*Task item*
Copy out every record below, word for word.

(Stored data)
□ □ □

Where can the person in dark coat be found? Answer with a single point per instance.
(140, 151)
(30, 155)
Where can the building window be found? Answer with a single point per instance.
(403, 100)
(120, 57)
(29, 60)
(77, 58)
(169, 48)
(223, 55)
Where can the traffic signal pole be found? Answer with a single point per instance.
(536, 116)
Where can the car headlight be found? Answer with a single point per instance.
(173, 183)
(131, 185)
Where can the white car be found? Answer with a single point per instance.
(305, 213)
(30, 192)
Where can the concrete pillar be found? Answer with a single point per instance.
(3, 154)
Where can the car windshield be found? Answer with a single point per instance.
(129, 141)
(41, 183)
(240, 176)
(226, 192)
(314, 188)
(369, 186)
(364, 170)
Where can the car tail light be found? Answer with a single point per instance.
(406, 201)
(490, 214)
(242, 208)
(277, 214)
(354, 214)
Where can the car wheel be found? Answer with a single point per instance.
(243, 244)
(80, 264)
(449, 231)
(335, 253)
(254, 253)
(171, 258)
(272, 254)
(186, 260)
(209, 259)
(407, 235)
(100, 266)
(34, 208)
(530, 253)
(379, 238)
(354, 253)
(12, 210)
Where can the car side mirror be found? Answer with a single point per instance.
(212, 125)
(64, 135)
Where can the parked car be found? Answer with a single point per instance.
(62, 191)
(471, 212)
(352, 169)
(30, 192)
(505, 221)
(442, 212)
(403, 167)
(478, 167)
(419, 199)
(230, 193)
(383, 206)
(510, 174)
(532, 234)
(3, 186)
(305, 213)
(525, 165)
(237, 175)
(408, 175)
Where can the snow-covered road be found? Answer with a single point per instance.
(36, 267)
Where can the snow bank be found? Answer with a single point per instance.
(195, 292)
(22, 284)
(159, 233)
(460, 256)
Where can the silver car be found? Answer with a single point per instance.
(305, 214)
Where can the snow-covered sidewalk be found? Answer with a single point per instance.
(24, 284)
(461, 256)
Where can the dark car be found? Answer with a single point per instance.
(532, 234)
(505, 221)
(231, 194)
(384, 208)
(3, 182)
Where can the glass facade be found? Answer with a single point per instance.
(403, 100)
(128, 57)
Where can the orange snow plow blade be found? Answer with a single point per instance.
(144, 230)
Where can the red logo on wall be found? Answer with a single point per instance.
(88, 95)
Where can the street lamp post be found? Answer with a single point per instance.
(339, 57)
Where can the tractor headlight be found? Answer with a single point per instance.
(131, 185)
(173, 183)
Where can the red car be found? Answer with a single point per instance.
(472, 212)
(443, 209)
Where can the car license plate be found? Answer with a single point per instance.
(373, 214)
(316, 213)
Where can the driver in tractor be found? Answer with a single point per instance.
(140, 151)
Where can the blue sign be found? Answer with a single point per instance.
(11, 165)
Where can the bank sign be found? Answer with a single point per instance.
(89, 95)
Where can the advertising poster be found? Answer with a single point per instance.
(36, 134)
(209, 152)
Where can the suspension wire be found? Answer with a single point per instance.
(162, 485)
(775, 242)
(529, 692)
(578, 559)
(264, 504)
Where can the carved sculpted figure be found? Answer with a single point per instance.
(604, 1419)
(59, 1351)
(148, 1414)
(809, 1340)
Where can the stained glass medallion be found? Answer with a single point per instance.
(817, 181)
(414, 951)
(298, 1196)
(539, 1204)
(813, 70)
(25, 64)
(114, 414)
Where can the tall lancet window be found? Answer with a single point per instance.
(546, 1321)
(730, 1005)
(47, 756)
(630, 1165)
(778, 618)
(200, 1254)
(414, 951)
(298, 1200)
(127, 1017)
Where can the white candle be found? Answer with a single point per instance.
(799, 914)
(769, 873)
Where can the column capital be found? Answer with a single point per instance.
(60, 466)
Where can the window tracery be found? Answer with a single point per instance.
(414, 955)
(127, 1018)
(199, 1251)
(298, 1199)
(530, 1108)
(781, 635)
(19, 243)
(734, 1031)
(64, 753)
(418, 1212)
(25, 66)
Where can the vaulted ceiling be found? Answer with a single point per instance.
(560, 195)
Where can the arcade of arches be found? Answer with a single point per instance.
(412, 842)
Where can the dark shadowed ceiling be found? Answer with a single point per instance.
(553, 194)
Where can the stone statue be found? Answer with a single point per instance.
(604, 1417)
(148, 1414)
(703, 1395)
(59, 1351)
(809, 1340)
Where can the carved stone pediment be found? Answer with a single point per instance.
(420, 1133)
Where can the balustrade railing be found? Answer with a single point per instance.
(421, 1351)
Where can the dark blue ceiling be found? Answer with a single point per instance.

□ □ □

*Your solution*
Where can the person in dark coat be found? Answer with a single point per instance.
(140, 151)
(30, 155)
Where can the building window be found? Answer with a single point per instance.
(403, 100)
(120, 57)
(29, 60)
(77, 58)
(169, 48)
(223, 55)
Where can the traffic signal pole be found? Answer with a single point per instance.
(536, 116)
Where can the car headlight be found? Answer with a single point per instance.
(173, 183)
(131, 185)
Where can the white car be found? Answer with a single point per instance.
(305, 213)
(30, 192)
Where can the concrete pillar be found? Answer with a single point per instance.
(3, 154)
Where can the car windshield be found? Answer with a single point per instance.
(129, 141)
(41, 183)
(240, 176)
(226, 192)
(314, 188)
(369, 186)
(364, 170)
Where can the car tail light be found? Answer with a single point per instance.
(406, 201)
(490, 214)
(242, 208)
(277, 214)
(354, 214)
Where can the car wheel be found? Answer with a single point per instance.
(243, 244)
(80, 264)
(449, 231)
(335, 253)
(254, 253)
(171, 258)
(272, 254)
(186, 260)
(209, 259)
(407, 235)
(100, 266)
(34, 208)
(530, 253)
(379, 238)
(354, 253)
(12, 210)
Where can the car side mirror be found? Answer with a single point per instance.
(212, 125)
(64, 135)
Where can the parked car be found? Answer with a single point per instance.
(62, 191)
(471, 212)
(352, 169)
(30, 192)
(505, 221)
(442, 212)
(403, 167)
(478, 167)
(419, 199)
(230, 193)
(383, 206)
(510, 174)
(532, 234)
(3, 186)
(305, 213)
(525, 165)
(237, 175)
(408, 175)
Where can the snow-covered road be found? Answer with a single point per instance.
(36, 267)
Where can the snow bank be found? Answer with a single point per instance.
(195, 292)
(22, 284)
(159, 233)
(460, 256)
Where can the silver car be found? Answer with a single point per instance.
(305, 214)
Where can the snow-covered sidewalk be found? Answer with a single point per instance.
(24, 284)
(461, 256)
Where can the dark car be found? Answer with a single point per instance.
(532, 234)
(505, 221)
(231, 194)
(384, 208)
(3, 182)
Where can the glass facade be found? Answer with a single point per instance.
(403, 100)
(128, 57)
Where can the orange snow plow blade be found? Answer with a single point per instance.
(144, 230)
Where can the red logo on wall be found? Answer with a single point per instance.
(88, 95)
Where can the street lamp post be found? Answer with a single point per instance.
(339, 57)
Where can the tractor headlight be found? Answer with a single point per instance.
(131, 185)
(173, 183)
Where can the red car be found? Answer with a single point per instance.
(472, 212)
(443, 209)
Where can the car license plate be found? Answer with a single point per instance.
(373, 214)
(316, 213)
Where can the driver in tractor be found? Answer with a single point per instance.
(140, 151)
Where can the blue sign be found? Answer with a single point per instance.
(11, 165)
Where can the bank sign be found? Answer with a single point per instance.
(89, 95)
Where can the advertising poster be found? Answer with a single point per instance.
(36, 134)
(209, 152)
Where can the suspension wire be found? Answer with a single point per instance.
(162, 485)
(775, 242)
(529, 692)
(578, 559)
(264, 504)
Where can the carved sculpted figure be found? Answer with a single point per instance.
(604, 1419)
(59, 1351)
(148, 1414)
(809, 1340)
Where can the stained glass medallion be found? Answer with a single point per instance.
(817, 181)
(414, 951)
(298, 1196)
(539, 1204)
(813, 70)
(25, 64)
(114, 414)
Where can the tall lancet window be found? Answer with a single point per instance.
(546, 1321)
(730, 1005)
(47, 756)
(630, 1165)
(778, 618)
(200, 1254)
(414, 951)
(298, 1200)
(127, 1017)
Where can the white candle be found? Answer with a single point per instance.
(799, 914)
(769, 873)
Where can the column capital be found? Answer with a single point per instance.
(60, 466)
Where can the window tracery be found? Answer with a single point per instance.
(414, 955)
(127, 1018)
(199, 1251)
(298, 1199)
(530, 1108)
(781, 635)
(19, 243)
(734, 1031)
(64, 753)
(418, 1212)
(25, 66)
Where can the vaulted ceiling be found? Answer with a single point per instance.
(560, 195)
Where can the arcade of arches be found? Answer with a single point per instance.
(412, 842)
Where can the dark shadowed ceiling be found? Answer with a single point per instance.
(553, 194)
Where can the stone statue be found? Answer with a single point per instance.
(604, 1417)
(148, 1414)
(703, 1395)
(59, 1351)
(809, 1340)
Where can the carved stone pediment be found? Answer with a single point per instance.
(420, 1133)
Where can the balustrade railing be found? Answer with a single point per instance.
(421, 1351)
Where can the dark blue ceiling be found? Answer with a single point per instance.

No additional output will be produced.